▶ **Job**: In this exercise, reproduce all the entries that follow exactly.

(A run of records)
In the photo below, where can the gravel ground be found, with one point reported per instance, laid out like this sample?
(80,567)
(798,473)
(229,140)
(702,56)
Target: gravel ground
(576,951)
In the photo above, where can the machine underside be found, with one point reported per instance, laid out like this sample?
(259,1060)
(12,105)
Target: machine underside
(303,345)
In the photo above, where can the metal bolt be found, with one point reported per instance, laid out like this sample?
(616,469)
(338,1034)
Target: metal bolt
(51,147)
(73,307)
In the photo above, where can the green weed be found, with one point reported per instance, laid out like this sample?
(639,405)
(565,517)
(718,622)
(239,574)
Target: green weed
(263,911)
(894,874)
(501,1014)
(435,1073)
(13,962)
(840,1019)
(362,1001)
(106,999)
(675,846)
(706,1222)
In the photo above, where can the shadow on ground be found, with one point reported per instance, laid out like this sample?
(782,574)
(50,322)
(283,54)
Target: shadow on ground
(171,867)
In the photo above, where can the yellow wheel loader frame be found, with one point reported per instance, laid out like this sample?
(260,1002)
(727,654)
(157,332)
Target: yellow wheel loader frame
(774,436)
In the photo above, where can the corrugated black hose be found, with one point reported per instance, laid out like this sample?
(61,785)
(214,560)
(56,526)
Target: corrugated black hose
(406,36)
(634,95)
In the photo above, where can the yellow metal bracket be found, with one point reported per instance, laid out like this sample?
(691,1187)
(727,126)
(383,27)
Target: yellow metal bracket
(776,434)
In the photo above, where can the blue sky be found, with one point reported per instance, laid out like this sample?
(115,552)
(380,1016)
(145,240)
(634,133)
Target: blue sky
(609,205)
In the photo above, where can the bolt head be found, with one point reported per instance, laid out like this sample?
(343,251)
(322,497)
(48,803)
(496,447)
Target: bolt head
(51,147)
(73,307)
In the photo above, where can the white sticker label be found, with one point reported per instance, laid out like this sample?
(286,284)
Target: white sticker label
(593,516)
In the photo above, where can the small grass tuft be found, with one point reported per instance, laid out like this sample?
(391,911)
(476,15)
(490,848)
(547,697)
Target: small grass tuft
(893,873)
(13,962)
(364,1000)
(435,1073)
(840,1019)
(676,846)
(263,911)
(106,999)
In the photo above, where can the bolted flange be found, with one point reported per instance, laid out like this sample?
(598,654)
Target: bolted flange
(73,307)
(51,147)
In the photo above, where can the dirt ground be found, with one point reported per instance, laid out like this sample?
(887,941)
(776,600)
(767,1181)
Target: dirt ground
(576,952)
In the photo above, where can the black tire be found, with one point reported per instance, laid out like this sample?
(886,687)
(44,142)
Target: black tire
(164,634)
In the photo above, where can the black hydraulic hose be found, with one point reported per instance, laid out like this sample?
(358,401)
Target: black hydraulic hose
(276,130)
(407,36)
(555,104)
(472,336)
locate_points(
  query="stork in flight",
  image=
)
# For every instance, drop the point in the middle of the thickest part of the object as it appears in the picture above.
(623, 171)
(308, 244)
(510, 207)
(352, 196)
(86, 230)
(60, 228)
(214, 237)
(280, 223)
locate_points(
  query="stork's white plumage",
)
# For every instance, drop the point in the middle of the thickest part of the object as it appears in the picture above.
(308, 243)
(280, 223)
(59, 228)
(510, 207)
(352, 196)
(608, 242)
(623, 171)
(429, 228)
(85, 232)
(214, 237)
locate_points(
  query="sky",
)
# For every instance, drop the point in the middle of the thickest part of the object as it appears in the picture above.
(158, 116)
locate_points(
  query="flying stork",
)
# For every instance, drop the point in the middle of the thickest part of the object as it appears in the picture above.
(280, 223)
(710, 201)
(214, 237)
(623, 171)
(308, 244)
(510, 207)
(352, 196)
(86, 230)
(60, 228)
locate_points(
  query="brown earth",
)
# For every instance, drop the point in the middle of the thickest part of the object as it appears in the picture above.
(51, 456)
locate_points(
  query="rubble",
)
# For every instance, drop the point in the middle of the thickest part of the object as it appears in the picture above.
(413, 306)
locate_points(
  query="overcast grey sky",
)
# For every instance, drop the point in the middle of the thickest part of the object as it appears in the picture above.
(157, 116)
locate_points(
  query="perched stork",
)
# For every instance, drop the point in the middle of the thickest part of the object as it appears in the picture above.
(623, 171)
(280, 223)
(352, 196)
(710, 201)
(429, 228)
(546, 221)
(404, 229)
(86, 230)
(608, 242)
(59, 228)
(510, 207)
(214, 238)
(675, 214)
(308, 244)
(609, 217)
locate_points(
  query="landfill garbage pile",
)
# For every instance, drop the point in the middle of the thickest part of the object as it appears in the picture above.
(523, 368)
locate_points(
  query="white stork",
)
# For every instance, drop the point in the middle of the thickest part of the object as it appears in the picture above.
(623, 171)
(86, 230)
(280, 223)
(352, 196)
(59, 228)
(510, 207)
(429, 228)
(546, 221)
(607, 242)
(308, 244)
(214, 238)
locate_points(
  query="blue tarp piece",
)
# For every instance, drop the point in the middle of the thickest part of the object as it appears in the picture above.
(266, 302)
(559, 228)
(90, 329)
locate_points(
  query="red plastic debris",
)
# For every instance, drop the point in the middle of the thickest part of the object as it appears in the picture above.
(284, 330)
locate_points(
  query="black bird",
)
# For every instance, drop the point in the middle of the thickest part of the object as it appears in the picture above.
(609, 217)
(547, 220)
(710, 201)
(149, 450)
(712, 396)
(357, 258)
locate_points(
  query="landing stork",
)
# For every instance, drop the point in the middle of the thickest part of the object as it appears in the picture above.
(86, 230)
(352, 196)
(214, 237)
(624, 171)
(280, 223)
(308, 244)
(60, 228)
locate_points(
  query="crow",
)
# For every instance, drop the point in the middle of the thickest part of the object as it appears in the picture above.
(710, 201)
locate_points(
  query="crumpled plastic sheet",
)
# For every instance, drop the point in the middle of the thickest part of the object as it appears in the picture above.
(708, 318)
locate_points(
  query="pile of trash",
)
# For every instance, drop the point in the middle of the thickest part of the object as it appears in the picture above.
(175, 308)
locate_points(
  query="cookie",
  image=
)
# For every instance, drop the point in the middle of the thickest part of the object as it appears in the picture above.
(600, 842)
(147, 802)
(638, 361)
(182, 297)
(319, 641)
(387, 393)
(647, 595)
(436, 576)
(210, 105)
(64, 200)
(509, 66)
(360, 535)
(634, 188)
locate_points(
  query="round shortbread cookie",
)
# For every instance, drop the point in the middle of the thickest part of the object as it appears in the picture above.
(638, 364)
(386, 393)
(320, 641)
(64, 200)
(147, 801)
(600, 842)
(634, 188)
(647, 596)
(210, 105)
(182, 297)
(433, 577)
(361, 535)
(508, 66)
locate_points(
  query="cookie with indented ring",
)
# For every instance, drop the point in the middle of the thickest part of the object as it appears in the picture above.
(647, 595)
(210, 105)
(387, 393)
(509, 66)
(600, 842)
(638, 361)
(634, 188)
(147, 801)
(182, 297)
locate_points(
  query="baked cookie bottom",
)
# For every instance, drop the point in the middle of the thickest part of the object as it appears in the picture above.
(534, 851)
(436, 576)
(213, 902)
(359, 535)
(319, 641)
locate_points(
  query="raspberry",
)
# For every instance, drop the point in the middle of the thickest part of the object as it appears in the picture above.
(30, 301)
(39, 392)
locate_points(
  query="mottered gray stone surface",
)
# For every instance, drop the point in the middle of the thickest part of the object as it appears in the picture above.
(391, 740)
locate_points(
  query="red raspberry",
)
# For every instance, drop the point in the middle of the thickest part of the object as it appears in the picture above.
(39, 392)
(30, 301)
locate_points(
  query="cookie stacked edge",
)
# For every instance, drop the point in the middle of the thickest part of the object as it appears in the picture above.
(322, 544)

▶ **Complete response**:
In the photo below, where can the gravel ground be found, with one point reported per instance, laid out like this sample?
(80,567)
(798,473)
(229,140)
(702,56)
Target: gravel ground
(576,951)
In the photo above, where can the machine underside be found, with one point reported per instance, laid out like this sample?
(259,1060)
(12,105)
Target: machine underside
(303,345)
In the photo above, where can the metal bolt be found, with one point reported per instance, laid out like this sample?
(616,469)
(338,1034)
Target: metal bolt
(51,147)
(73,307)
In the photo above, where can the green weed be found, with one point reported per instance, laid out like this sample?
(639,405)
(565,517)
(718,622)
(239,574)
Target: green weed
(263,911)
(894,874)
(501,1014)
(435,1073)
(13,962)
(840,1019)
(362,1001)
(106,999)
(675,846)
(706,1222)
In the photo above, where can the shadow on ground be found, with one point reported per instance, laid out like this sample?
(782,574)
(50,322)
(283,54)
Target: shadow on ground
(171,867)
In the photo above, where can the yellow wheel loader frame be found, with one point reported per instance, laid out like this sample?
(260,1002)
(727,654)
(157,332)
Target: yellow wheel loader frame
(774,436)
In the photo above, where can the corrugated black hose be found, with one point reported per instance, laid out like this sample?
(61,785)
(214,560)
(56,526)
Target: corrugated black hose
(406,36)
(634,95)
In the photo above, where can the yellow metal bracket be found, with one point reported per instance, laid out like this sample?
(691,1187)
(727,126)
(383,27)
Target: yellow metal bracket
(776,434)
In the photo above, where can the blue sky be found, with one point reported per instance, laid out like this sample?
(115,552)
(380,1016)
(145,240)
(634,133)
Target: blue sky
(609,205)
In the photo above, where can the bolt head be found, with one point reported per instance, laid out like this sample?
(343,251)
(322,497)
(48,803)
(496,447)
Target: bolt head
(51,147)
(73,307)
In the photo above, where can the white sticker label be found, with one point reported per instance, laid out like this sample?
(286,284)
Target: white sticker label
(593,516)
In the photo above, where can the small grass tuft be found, with one point reported per instance, laid out like this sample?
(391,911)
(476,15)
(490,848)
(547,697)
Target: small grass tuft
(893,873)
(13,962)
(364,1000)
(435,1073)
(840,1019)
(676,846)
(263,911)
(106,999)
In the photo above, where can the bolted flange be found, with one point reported per instance, laid out like this sample?
(598,654)
Target: bolted flange
(73,307)
(51,147)
In the photo above, where can the dirt ground be found, with one point reported per instance, laid out like this sample?
(887,941)
(776,600)
(767,1181)
Target: dirt ground
(576,952)
In the photo above, where can the black tire be found, with one point reported per instance, laid out like this sample?
(886,687)
(44,142)
Target: black tire
(164,634)
In the photo above, where can the black hydraulic hose be found, with one point reported per instance, laid out like this sample?
(358,401)
Target: black hydraulic hose
(276,130)
(407,36)
(555,104)
(472,336)
locate_points(
  query="stork in flight",
  image=
)
# For every instance, drop the point in the middle of the thickest part of the object as it appears in the picture above.
(623, 171)
(308, 244)
(510, 207)
(352, 196)
(86, 230)
(60, 228)
(214, 237)
(280, 223)
locate_points(
  query="stork's white plumage",
)
# For every instance, drop the point in the middle of the thickest part of the object as it appears in the picture above.
(308, 243)
(280, 223)
(59, 228)
(510, 207)
(352, 196)
(608, 242)
(623, 171)
(429, 228)
(85, 232)
(214, 237)
locate_points(
  query="sky",
)
# For every instance, drop the point in the middle of the thickest part of the object as it appears in the picture above.
(158, 116)
locate_points(
  query="flying stork",
)
# For every instance, drop the point in the middle of the thickest part of the object as it appears in the picture above.
(280, 223)
(710, 201)
(214, 237)
(623, 171)
(308, 244)
(510, 207)
(352, 196)
(86, 230)
(60, 228)
locate_points(
  query="brown earth",
)
# For every instance, drop the point in the middle of the thickest part of the object as it appears in the picture above.
(51, 456)
locate_points(
  query="rubble",
)
# For every instance, drop the point in the middle of the thickest part of the object as it appears in the picture above.
(413, 306)
locate_points(
  query="overcast grey sky",
)
# For every instance, drop the point in the middle of the thickest part of the object as it appears in the picture above.
(157, 116)
locate_points(
  query="perched stork",
)
# For every instance, drop the point in the middle of the thickest part of the object as it appears in the picture above.
(623, 171)
(280, 223)
(352, 196)
(710, 201)
(429, 228)
(546, 221)
(404, 229)
(86, 230)
(608, 242)
(59, 228)
(510, 207)
(214, 238)
(675, 214)
(308, 244)
(609, 217)
locate_points(
  query="landfill garbage pile",
)
# For every instance, drop the point in the middle of the thickest part of the object as it appears in the picture above.
(523, 368)
locate_points(
  query="white stork",
)
# For every instance, drop the point in the middle of the thickest part of the object as it appears in the picture above.
(623, 171)
(86, 230)
(280, 223)
(352, 196)
(59, 228)
(510, 207)
(429, 228)
(546, 221)
(607, 242)
(308, 244)
(214, 238)
locate_points(
  query="blue tarp piece",
)
# For every instance, drop the point in the middle of the thickest part of the object as it appears in the picture above.
(266, 302)
(559, 228)
(90, 329)
locate_points(
  query="red plastic debris",
)
# For every instance, drop the point in the middle of the thickest part of the object as it appears in the picture above.
(284, 330)
locate_points(
  query="black bird",
)
# For every instance, drop the point in the middle of the thickest part of the object as it appears in the picture above.
(609, 217)
(547, 220)
(710, 201)
(149, 450)
(712, 396)
(357, 258)
locate_points(
  query="landing stork",
)
# For every instance, drop the point in the middle of the thickest part of the object as it appears in the picture above.
(86, 230)
(352, 196)
(214, 237)
(624, 171)
(280, 223)
(308, 244)
(60, 228)
locate_points(
  query="crow",
)
# For every instance, drop the point in the middle of the thickest part of the object as it appears in the picture above.
(710, 201)
locate_points(
  query="crumpled plastic sheet",
)
# For every instance, drop the point in the middle of the thickest part of the object as it appears in the picture above.
(708, 318)
locate_points(
  query="pile of trash",
)
# For every instance, drop the point in the middle of the thickest part of the object as it appears in the picture above.
(175, 308)
locate_points(
  query="cookie",
  image=
)
# For every instance, drop the point in the middle of the thickest part of the object as it appears in the picture above.
(600, 842)
(147, 802)
(638, 361)
(182, 297)
(319, 641)
(387, 393)
(647, 595)
(436, 576)
(210, 105)
(64, 200)
(509, 66)
(360, 535)
(634, 188)
locate_points(
  query="round shortbread cookie",
)
# For every instance, drop the point in the middle of the thickest part of the object as it appears in the picture above.
(638, 364)
(386, 393)
(320, 641)
(64, 200)
(147, 801)
(600, 842)
(634, 188)
(647, 596)
(210, 105)
(182, 297)
(433, 577)
(361, 535)
(508, 66)
locate_points(
  query="cookie with indented ring",
)
# For every instance, drop the point in the middle of the thickest part of the object as it appears in the picture above.
(647, 595)
(210, 105)
(387, 393)
(509, 66)
(600, 842)
(638, 361)
(634, 188)
(147, 801)
(182, 297)
locate_points(
  query="baked cookie bottom",
)
# For every instance, drop the point in the middle of the thickest part of the object as it appears in the picture above.
(534, 851)
(436, 576)
(213, 902)
(359, 535)
(319, 641)
locate_points(
  query="raspberry",
)
# For every instance, drop the point in the middle of the thickest part of the object as it appears in the picture above.
(30, 301)
(39, 392)
locate_points(
  query="mottered gray stone surface",
)
# For every instance, drop the point in the middle of the thickest part of the object as it appears in the picture above.
(391, 740)
locate_points(
  query="red raspberry",
)
# For every instance, drop the point in the middle of the thickest part of the object as it appears in the picture above.
(39, 392)
(30, 301)
locate_points(
  query="cookie stacked edge",
)
# For every instance, drop the point in the middle of the thickest part of the object as it appears in the picture above.
(322, 544)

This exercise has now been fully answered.